Return every line of the material that contains the word "cushion", matching case exactly.

▶ Rows of box annotation data
--*--
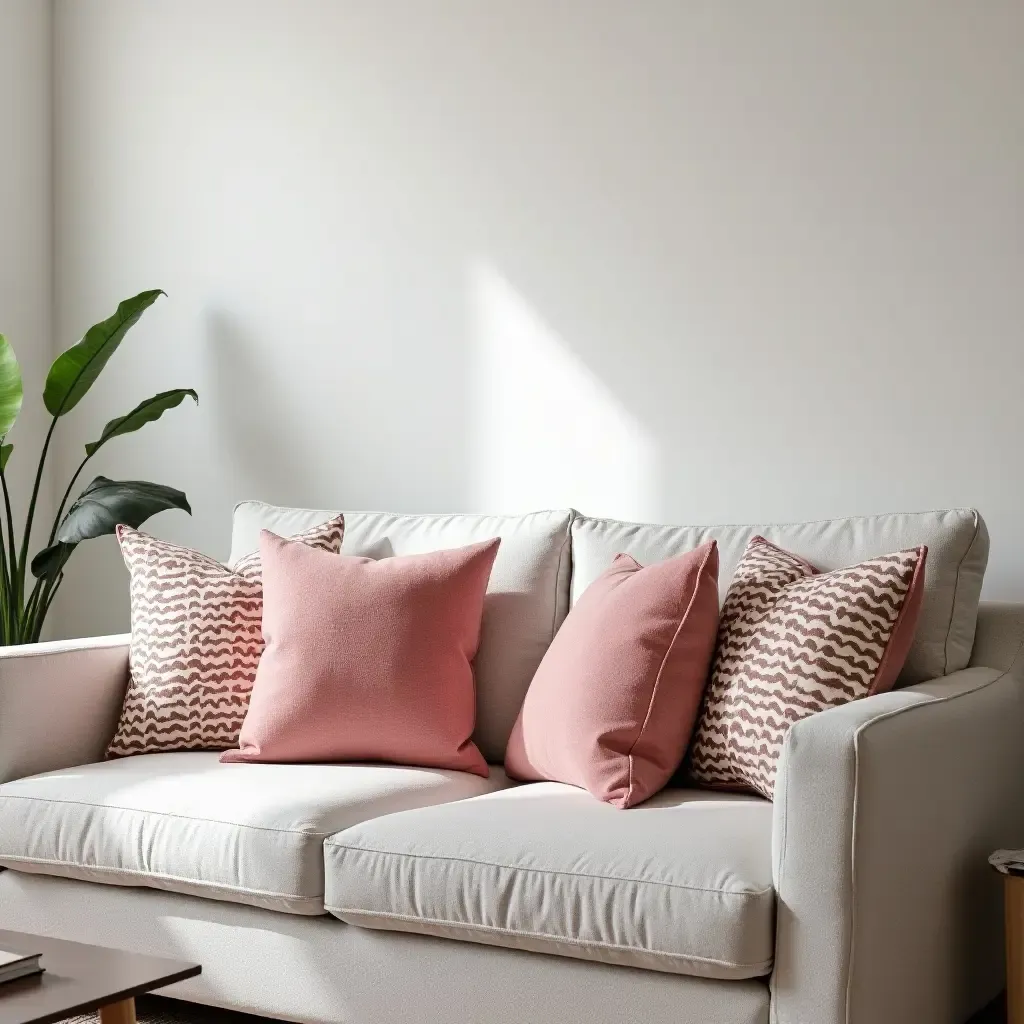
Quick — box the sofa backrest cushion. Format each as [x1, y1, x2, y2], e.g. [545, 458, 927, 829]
[230, 502, 577, 763]
[571, 509, 988, 686]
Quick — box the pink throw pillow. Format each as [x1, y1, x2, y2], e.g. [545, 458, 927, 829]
[505, 541, 718, 807]
[220, 530, 500, 777]
[689, 537, 928, 800]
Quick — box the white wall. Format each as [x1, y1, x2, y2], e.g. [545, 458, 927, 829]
[0, 0, 53, 541]
[48, 0, 1024, 634]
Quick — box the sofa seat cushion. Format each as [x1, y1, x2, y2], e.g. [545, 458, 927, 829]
[324, 782, 775, 978]
[0, 752, 508, 914]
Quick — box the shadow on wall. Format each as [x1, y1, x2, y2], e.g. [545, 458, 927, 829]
[206, 309, 316, 505]
[468, 262, 663, 521]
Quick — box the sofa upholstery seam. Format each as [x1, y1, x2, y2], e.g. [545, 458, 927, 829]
[324, 903, 772, 971]
[0, 779, 340, 839]
[846, 655, 1024, 1024]
[580, 505, 978, 529]
[0, 854, 324, 901]
[549, 509, 574, 646]
[324, 842, 775, 897]
[626, 542, 718, 807]
[942, 509, 981, 676]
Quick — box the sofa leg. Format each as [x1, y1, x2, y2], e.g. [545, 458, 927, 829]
[99, 999, 135, 1024]
[1005, 874, 1024, 1024]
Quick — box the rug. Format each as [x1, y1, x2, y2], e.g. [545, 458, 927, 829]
[61, 995, 270, 1024]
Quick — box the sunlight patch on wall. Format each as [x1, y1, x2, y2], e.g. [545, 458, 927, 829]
[470, 264, 660, 520]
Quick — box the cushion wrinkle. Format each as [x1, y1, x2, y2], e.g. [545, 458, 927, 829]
[327, 906, 771, 969]
[324, 842, 772, 896]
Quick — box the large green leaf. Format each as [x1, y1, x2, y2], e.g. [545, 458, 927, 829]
[32, 476, 191, 578]
[85, 387, 199, 456]
[0, 334, 24, 438]
[32, 544, 78, 580]
[43, 288, 165, 416]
--*--
▶ RESPONSE TO THIS TASK
Quick — box the sofa backrest cushion. Format each as [x1, y1, x2, y2], e.g. [545, 458, 927, 829]
Quick — box the sofa seat cushion. Format each as [x1, y1, x2, y2], e.g. [545, 458, 927, 829]
Quick — box the cushion wrinkle. Format each as [x1, y1, x2, y2], e.g. [545, 458, 927, 829]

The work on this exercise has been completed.